• **WORK ITEM**
Print the records again, matching each line exactly.

• **SOURCE MATERIAL**
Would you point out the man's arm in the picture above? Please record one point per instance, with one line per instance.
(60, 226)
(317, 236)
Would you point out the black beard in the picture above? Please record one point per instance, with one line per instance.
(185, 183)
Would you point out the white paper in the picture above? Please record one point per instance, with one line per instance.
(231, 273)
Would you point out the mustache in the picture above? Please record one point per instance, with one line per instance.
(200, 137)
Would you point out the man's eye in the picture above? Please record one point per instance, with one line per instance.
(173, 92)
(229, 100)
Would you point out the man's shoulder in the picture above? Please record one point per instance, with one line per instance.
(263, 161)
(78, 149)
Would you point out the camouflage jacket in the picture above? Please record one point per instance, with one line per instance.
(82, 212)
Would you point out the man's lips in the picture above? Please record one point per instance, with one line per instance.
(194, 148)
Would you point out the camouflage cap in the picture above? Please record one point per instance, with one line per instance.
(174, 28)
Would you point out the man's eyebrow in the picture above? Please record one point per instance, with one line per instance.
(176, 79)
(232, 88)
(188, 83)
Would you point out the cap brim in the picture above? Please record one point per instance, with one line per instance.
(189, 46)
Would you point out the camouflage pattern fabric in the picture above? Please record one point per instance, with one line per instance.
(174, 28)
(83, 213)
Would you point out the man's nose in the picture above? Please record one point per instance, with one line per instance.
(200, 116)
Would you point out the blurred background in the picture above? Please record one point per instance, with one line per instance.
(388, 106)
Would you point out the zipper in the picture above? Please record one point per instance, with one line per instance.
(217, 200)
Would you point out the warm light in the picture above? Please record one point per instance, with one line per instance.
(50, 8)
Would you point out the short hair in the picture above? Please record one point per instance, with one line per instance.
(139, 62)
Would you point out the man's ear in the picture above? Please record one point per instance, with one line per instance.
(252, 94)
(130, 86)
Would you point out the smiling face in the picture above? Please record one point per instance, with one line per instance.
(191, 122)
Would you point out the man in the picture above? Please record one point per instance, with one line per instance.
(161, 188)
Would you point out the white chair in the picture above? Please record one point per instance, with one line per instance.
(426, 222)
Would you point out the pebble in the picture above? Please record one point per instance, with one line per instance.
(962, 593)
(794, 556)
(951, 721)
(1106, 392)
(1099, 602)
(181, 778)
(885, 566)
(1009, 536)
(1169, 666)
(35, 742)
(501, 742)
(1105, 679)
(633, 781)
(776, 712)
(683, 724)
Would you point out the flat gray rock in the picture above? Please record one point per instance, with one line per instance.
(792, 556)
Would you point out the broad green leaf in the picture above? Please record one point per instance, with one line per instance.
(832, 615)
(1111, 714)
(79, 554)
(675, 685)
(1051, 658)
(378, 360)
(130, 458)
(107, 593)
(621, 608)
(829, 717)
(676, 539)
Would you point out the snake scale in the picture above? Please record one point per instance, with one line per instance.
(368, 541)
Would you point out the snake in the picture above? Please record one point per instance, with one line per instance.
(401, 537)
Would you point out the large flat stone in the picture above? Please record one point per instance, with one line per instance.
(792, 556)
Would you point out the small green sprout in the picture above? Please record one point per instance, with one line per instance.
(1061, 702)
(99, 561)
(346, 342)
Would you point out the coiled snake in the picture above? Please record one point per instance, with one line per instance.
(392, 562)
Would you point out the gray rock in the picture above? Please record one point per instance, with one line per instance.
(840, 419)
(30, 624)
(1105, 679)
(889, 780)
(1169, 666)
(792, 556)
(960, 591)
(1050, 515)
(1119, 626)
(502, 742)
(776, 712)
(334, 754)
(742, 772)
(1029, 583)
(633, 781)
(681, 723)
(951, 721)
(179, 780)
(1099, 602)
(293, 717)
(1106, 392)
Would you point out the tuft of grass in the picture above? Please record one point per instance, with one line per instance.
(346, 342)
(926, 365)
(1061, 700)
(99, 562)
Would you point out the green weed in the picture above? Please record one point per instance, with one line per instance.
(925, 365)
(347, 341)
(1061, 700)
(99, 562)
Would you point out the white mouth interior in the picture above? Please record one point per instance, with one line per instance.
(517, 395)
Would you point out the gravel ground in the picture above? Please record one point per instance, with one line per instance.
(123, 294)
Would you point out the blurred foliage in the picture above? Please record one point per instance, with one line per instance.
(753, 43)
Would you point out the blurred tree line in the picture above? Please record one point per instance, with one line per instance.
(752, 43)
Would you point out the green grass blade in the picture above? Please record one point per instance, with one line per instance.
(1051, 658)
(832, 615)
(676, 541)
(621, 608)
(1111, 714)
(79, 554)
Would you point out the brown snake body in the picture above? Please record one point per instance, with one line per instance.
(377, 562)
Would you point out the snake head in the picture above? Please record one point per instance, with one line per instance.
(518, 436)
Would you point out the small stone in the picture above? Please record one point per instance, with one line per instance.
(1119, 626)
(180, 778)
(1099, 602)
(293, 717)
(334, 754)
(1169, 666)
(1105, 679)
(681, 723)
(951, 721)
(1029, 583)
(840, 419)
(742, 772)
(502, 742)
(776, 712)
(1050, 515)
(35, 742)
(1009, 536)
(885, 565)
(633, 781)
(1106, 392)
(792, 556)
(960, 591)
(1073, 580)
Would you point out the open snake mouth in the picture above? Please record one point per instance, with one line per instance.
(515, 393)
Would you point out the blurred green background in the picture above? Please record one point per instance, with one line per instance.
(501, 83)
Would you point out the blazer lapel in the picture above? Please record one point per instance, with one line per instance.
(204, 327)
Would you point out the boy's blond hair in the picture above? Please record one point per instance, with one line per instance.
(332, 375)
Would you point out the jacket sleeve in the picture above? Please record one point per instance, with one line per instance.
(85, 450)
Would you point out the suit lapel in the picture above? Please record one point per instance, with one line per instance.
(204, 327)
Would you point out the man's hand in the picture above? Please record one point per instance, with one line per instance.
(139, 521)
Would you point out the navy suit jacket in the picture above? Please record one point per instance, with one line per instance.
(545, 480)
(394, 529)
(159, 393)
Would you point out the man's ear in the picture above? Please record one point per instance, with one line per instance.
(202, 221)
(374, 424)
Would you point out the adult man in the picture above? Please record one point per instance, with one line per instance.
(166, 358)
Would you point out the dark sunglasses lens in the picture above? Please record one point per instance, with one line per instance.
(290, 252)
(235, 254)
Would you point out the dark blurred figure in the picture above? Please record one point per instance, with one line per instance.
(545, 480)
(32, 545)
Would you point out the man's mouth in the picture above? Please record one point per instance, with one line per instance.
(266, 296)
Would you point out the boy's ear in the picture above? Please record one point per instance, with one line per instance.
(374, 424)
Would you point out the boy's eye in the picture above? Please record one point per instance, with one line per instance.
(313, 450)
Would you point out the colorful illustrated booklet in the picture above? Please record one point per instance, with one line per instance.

• **RESPONSE AREA**
Would you point out the man's arm in the picture above? Please record one point per instance, with one line per instance.
(60, 226)
(317, 236)
Would you point out the black beard in the picture above? Please record one point per instance, with one line per instance.
(185, 183)
Would you point out the white paper in the picture above? Please record one point per instance, with one line per instance.
(231, 273)
Would you point out the mustache in the picture above? Please record one point per instance, with one line per instance.
(200, 137)
Would you point out the man's eye in the picture above? Please record one point per instance, with one line per instance.
(173, 92)
(229, 100)
Would you point out the man's shoulder in the picture above? Please record one point per instance, with one line per instance.
(263, 161)
(78, 149)
Would you point out the camouflage jacket in the picture above? Please record one point per instance, with one line per instance.
(82, 212)
Would you point out the man's lips in the picture above? Please record one point per instance, with one line per instance.
(194, 148)
Would you point out the camouflage cap in the picture above? Please record one point per instance, with one line per instance.
(174, 28)
Would you point out the man's eyebrow in the picture above? Please record one point per instance, with one line per instance.
(176, 79)
(232, 88)
(188, 83)
Would you point out the cap brim in the picture above? Please record one point per instance, with one line per instance.
(189, 46)
Would you point out the camouflage pattern fabric in the picture above? Please record one point per instance, with one line per instance.
(174, 28)
(83, 213)
Would you point out the man's nose in the picture above? Please record one point per instance, with one line per instance.
(200, 116)
Would you point out the blurred background in the picture above? Please record one point per instance, with one line per instance.
(388, 106)
Would you point out the zipper in the picture above? Please record one point per instance, with one line per instance.
(217, 200)
Would you point out the warm light in the picture above? Please record one point per instance, with one line per instance.
(50, 8)
Would you point out the short hair in the picture above? Please record one point per instance, with one line per instance.
(139, 62)
Would you point out the man's ear in the picture above? Please record one point per instance, with one line per instance.
(252, 94)
(130, 86)
Would you point out the smiling face in the picture above? Please record one point per instance, with one line per instance.
(191, 122)
Would you point out the man in the picture above? Please record one point per instance, with one line per instance.
(161, 188)
Would you point out the white chair in the picture above? Please record one point per instance, with one line per instance.
(426, 222)
Would you point out the pebble in the picture above? Please record one point per instance, with one line per instance.
(962, 593)
(794, 556)
(951, 721)
(1106, 392)
(1099, 602)
(181, 778)
(885, 566)
(1009, 536)
(1169, 666)
(35, 742)
(501, 742)
(1105, 679)
(633, 781)
(776, 712)
(683, 724)
Would you point out the flat gray rock in the picture above? Please record one point per instance, with one line per instance.
(792, 556)
Would you point out the broad green leaf in the picture above? Please record one point per instance, with one line per instance.
(832, 615)
(1111, 714)
(79, 554)
(675, 685)
(1051, 658)
(378, 360)
(130, 458)
(107, 593)
(621, 608)
(829, 717)
(676, 539)
Would you point out the snake scale in the picture above? Please record one point per instance, with one line per instance.
(368, 541)
Would you point out the snake in the picture above? Please record one point per instance, with one line per instance.
(401, 537)
Would you point out the large flat stone in the picture above? Please record one point per instance, with one line per instance.
(792, 556)
Would you point out the small green sprout in the picture above? Please record one point per instance, with one line per instance.
(1061, 702)
(99, 561)
(346, 342)
Would you point out the coiled snake in the picture above? Please record one point per instance, with one line per instance.
(392, 562)
Would you point out the gray rock in the picture above? Please record one point per instance, with one line per instance.
(840, 419)
(30, 624)
(1105, 679)
(889, 780)
(1169, 666)
(792, 556)
(960, 591)
(1050, 515)
(1119, 626)
(502, 742)
(776, 712)
(334, 754)
(742, 772)
(1029, 583)
(633, 781)
(681, 723)
(951, 721)
(179, 780)
(1099, 602)
(293, 717)
(1106, 392)
Would you point out the tuft of grass in the picture above? Please record one point per instance, with one line per instance.
(346, 342)
(926, 365)
(1061, 700)
(99, 562)
Would you point out the green weed in the picture above? Please record one point per instance, with one line per instance.
(925, 365)
(347, 341)
(1061, 700)
(99, 562)
Would you point out the white mouth interior in the picture above? Please record one point per instance, with one line per instance.
(517, 395)
Would you point out the gravel ground in the picture above? Please record one point per instance, with one line per instance.
(123, 294)
Would you point out the blurred foliage in the picture above? Please record one point per instance, with one line per instance.
(753, 43)
Would you point out the blurred tree line in the picture above? Please record one point per instance, with one line per instance.
(752, 43)
Would you point out the green grass blade in the picture above? Please record one point per instance, with one line per instance.
(1051, 658)
(832, 615)
(676, 541)
(621, 608)
(1111, 714)
(79, 554)
Would you point out the brown snake body in the picture above? Please record one point per instance, with one line per instance.
(377, 562)
Would you point out the snake head in the picture above? Please record one point per instance, with one line per instance.
(518, 436)
Would you point out the small stone in the picture above? Please record one point per instance, with one line per instance.
(1119, 626)
(180, 778)
(1099, 602)
(293, 717)
(334, 754)
(1169, 666)
(1105, 679)
(681, 723)
(951, 721)
(1029, 583)
(840, 419)
(742, 772)
(502, 742)
(776, 712)
(1050, 515)
(35, 742)
(1009, 536)
(885, 565)
(633, 781)
(1106, 392)
(792, 556)
(960, 591)
(1073, 580)
Would you point out the open snake mouth in the picture above? Please record one point per instance, with one line per instance.
(515, 393)
Would you point out the blurred green background in the picture above? Please record one point per instance, with one line per instance.
(501, 83)
Would you point out the blazer lapel in the picture above? Please record one point per instance, with one line per instance.
(204, 327)
Would you point out the boy's blond hair in the picture above? Please record one point per instance, with one line per instance.
(332, 375)
Would you point out the jacket sleeve in the picture above? Please record one point per instance, with one line per instance.
(85, 450)
Would you point out the suit lapel in the picture above? Please record one point per instance, with one line per instance.
(204, 327)
Would you point out the man's hand in the picture above? Please record one point per instance, with one line per instance.
(139, 521)
Would you point out the navy suit jacket in the picture above? Please record one point per instance, with one line per instance.
(545, 480)
(394, 529)
(159, 393)
Would you point out the man's ear in the picture above? Please record one point per instance, with one line per instance.
(202, 221)
(374, 424)
Would you point out the adult man in the picture above? Please record one point per instance, with one line per instance.
(166, 358)
Would you point out the dark sunglasses lens in the picture above? Please record one point per instance, with one line per instance.
(290, 252)
(235, 254)
Would you point out the dark blurred figure in the picture above? Please record one point per instance, with one line per instance.
(545, 480)
(32, 545)
Would you point out the man's mouth in the picture above? Please record one point per instance, with one line per instance.
(266, 296)
Would you point out the boy's ear in the picture above? Please record one point per instance, with one line per instance.
(374, 424)
Would you point out the boy's eye in the picture above? Please record one point per instance, with one line per instance.
(313, 450)
Would you point out the colorful illustrated booklet in the picture above? Please record one point per instance, with one line per instance.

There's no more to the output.